Reproduce each entry exactly as it reads. Leave the images out.

○ ○ ○ ○ ○ ○ ○

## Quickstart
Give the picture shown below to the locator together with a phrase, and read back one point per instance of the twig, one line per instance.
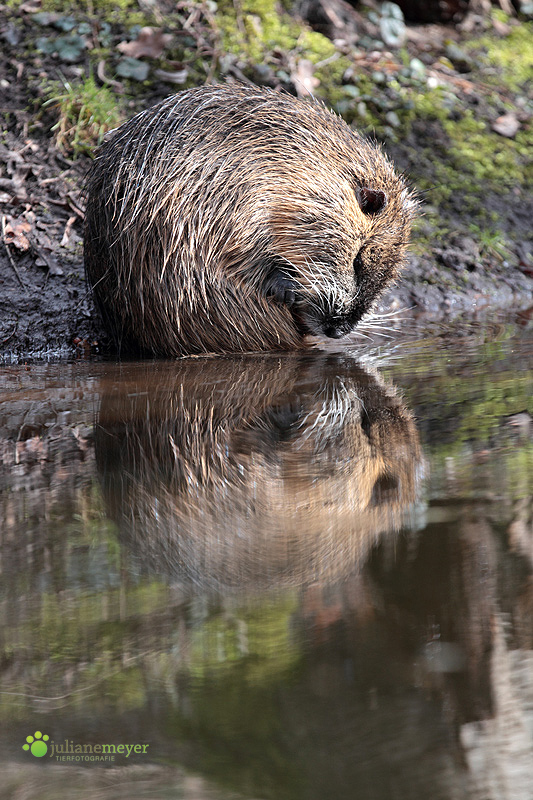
(11, 261)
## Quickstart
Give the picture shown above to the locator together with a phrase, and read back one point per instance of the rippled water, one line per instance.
(298, 576)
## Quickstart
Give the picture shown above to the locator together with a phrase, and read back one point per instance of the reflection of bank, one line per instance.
(256, 471)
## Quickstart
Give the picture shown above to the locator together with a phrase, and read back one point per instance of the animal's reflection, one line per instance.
(255, 471)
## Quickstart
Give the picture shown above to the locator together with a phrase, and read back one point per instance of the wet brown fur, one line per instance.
(231, 218)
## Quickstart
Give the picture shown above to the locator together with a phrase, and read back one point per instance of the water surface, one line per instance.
(296, 576)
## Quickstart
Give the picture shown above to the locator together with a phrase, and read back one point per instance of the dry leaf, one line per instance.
(303, 78)
(506, 125)
(151, 42)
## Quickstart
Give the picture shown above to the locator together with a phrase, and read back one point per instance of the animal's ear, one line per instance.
(371, 200)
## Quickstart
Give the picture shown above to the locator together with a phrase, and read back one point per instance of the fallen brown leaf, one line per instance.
(15, 234)
(151, 42)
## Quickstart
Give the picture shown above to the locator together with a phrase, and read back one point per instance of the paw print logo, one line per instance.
(36, 744)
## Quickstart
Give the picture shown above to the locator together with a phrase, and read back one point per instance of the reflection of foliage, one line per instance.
(240, 731)
(258, 638)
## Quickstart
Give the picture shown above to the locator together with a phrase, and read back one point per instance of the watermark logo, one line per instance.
(36, 744)
(67, 750)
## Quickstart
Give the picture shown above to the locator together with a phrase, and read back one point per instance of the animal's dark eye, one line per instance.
(358, 264)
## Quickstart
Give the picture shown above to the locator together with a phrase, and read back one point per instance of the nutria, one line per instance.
(234, 218)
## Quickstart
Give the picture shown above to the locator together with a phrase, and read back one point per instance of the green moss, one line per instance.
(125, 12)
(511, 56)
(85, 113)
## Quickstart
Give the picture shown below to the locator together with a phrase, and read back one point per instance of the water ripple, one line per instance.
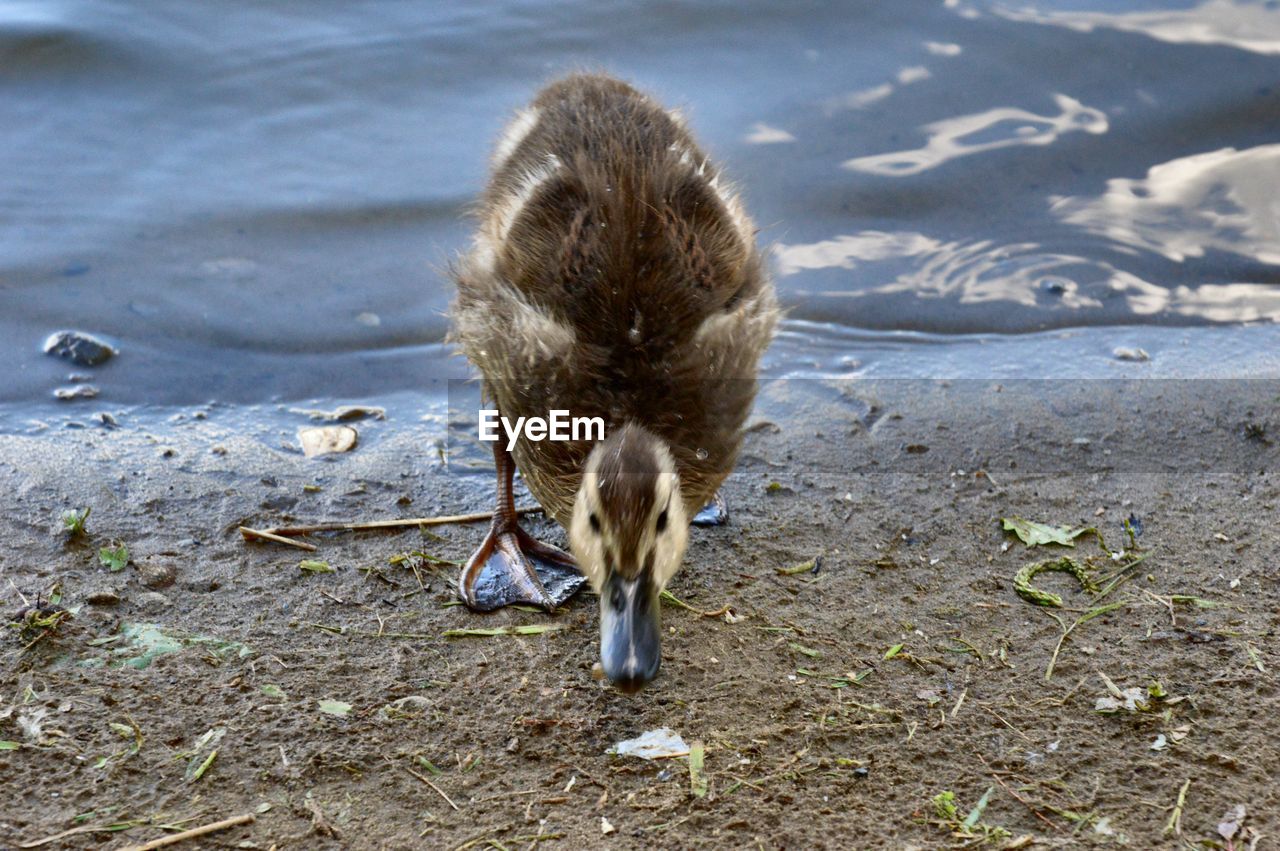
(967, 135)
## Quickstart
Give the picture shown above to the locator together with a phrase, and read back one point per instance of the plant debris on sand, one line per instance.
(860, 658)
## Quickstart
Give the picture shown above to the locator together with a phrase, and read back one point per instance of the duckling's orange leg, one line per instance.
(511, 566)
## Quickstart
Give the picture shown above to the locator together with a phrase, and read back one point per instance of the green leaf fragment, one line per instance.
(1034, 534)
(204, 767)
(73, 521)
(114, 558)
(696, 777)
(1023, 580)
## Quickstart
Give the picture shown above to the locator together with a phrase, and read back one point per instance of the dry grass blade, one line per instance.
(257, 534)
(193, 832)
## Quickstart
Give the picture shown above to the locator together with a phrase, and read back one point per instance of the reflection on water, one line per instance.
(257, 201)
(988, 131)
(1244, 24)
(1217, 201)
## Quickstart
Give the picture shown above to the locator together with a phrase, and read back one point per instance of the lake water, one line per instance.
(255, 201)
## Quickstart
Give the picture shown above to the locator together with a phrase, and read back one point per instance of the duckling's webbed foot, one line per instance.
(511, 566)
(713, 513)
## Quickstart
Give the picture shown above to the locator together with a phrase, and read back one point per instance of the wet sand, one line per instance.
(813, 737)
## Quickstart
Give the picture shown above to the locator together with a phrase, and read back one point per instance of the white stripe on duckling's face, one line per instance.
(516, 132)
(629, 539)
(654, 538)
(508, 209)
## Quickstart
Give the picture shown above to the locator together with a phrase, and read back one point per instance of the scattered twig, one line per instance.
(250, 534)
(193, 832)
(393, 524)
(1015, 795)
(438, 790)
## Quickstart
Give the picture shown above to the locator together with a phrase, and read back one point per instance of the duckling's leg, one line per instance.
(713, 513)
(511, 566)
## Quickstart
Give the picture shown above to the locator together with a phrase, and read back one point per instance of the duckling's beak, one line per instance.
(630, 626)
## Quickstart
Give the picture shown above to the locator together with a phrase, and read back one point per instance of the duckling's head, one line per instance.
(629, 535)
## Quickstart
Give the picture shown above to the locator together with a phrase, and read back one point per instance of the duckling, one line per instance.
(615, 274)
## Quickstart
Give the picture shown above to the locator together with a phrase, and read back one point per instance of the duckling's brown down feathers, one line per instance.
(616, 275)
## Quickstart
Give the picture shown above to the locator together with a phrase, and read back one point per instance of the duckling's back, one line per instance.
(615, 274)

○ ○ ○ ○ ○ ○ ○

Result of this exercise ::
## Quickstart
Give the picture shown below to the locator together with a phrase, and read back one point per instance of the twig, one line per instance.
(11, 261)
## Quickstart
Give the picture shown above to the locator together with a phrase, and read back one point per instance of the rippled water, one line per instance.
(298, 576)
## Quickstart
Give the picture shown above to the locator together with a phrase, and read back one point per instance of the reflection of bank, one line per instance.
(256, 471)
## Quickstart
Give the picture shown above to the locator together with a phrase, and read back one point per instance of the animal's reflection, one line per instance.
(255, 471)
## Quickstart
Give the picture shown above to the locator together with a phrase, and read back one point per instance of the wet brown fur, one line per instance.
(231, 218)
## Quickstart
Give the picture shown above to the locator together with a phrase, and read back one point per instance of the water surface, one line per instance.
(296, 576)
## Quickstart
Give the picture shown above to the locator together with a phrase, and read back one point per instance of the dry leaf, one line per instance.
(303, 78)
(506, 125)
(151, 42)
## Quickstart
Give the picture shown above to the locator together with a phrase, and read back one point per instance of the animal's ear, one line per instance.
(371, 200)
## Quickstart
Give the picture shown above to the locator together with a phrase, and read back one point per instance of the fallen brown leaf, one line per instance.
(15, 234)
(151, 42)
## Quickstart
Give the picture shown above to the locator together with a phrase, and read back one point per instance of the paw print logo, one line per instance.
(36, 744)
## Quickstart
Give the picture shown above to the locator together with a phrase, and read back one point per instance of the reflection of foliage, one line per instance.
(240, 731)
(258, 638)
## Quickstart
Give the picture shown above to the locator together with a phrase, and read back one point per instance of the watermark logo, one line per instance.
(36, 744)
(67, 750)
## Quickstart
Give the picture shown above to the locator together with a phrase, and read back one point per instance of the animal's dark eye, one line per instance.
(358, 264)
## Quickstart
Give the picture shown above to the locator together with a phrase, and read back one point per instance of the nutria, one line per instance.
(234, 218)
## Quickstart
Give the picture shown above to the locator together with a phrase, and read back one point per instance of the green moss, one line per instance.
(125, 12)
(511, 56)
(85, 113)
## Quickstart
Give the picture shown below to the locator together with a phrase, and read back one point per instance of the water ripple, one line per instance.
(967, 135)
## Quickstart
Give the picture shown above to the locator together with a phrase, and read back one point per instance of the plant debris on sand, one line per instance.
(860, 658)
## Quickstart
Give the picture shown above to the locator together with a phrase, and read back one point per instance of the duckling's orange leg, one line per instance.
(511, 566)
## Quickstart
Give the picture shown above to the locator together with a phrase, and read back one point per instance of the green leaf fragment, one line per instance.
(1034, 534)
(204, 767)
(73, 521)
(114, 558)
(696, 777)
(1023, 580)
## Quickstart
Give the picture shown above to the locator together with a phrase, and read back one point per instance of the dry grass blade, one line per instance.
(257, 534)
(193, 832)
## Quickstart
Give the picture shown above to the locator together with a phrase, and read back one point per instance of the reflection on water, one line per instance.
(257, 201)
(988, 131)
(1244, 24)
(1217, 201)
## Quickstart
Give the picture shown above to the locator together with a phrase, and read back one point per instance of the lake water, one line per instance.
(255, 201)
## Quickstart
Give the picture shown above to the locator together with a phrase, and read back one point per instance of the duckling's webbed foot, one line per instance.
(511, 566)
(713, 513)
## Quickstart
Give the picture shown above to the locator together with a phrase, and read back one point per instance of the wet sand, one line per instance.
(813, 737)
## Quickstart
Give the picture shown above to the locator together with a phrase, and read back one point per instance of the white stripe on duckling's face, one line per instance.
(516, 132)
(629, 539)
(654, 538)
(508, 209)
## Quickstart
Give the picture shown above to the locator together with a phrase, and read back one point per instance of the scattered twig, one line per instance.
(250, 534)
(193, 832)
(393, 524)
(1015, 795)
(438, 790)
## Quickstart
Give the picture shown above to the locator together with a phrase, and read back one point per instance of the duckling's leg, one line per instance.
(713, 513)
(511, 566)
## Quickstart
Give the picture shown above to the locator together with a phrase, and read back one point per instance of the duckling's beak, one line per instance.
(630, 626)
## Quickstart
Give the picture shown above to the locator together with a phrase, and read back one point per instance of the duckling's head, one line per instance.
(629, 535)
## Quickstart
Give the picture shown above to the locator together with a phrase, and read back one point per instance of the duckling, one line per instance.
(615, 274)
## Quickstart
Give the picture shown above to the locator together with a phrase, and read back one point per instance of the duckling's brown down feathers, one line per instance.
(616, 275)
## Quickstart
Give the picture shown above to the locator together with a phrase, and read back one point per instance of the duckling's back, one line per instance.
(615, 274)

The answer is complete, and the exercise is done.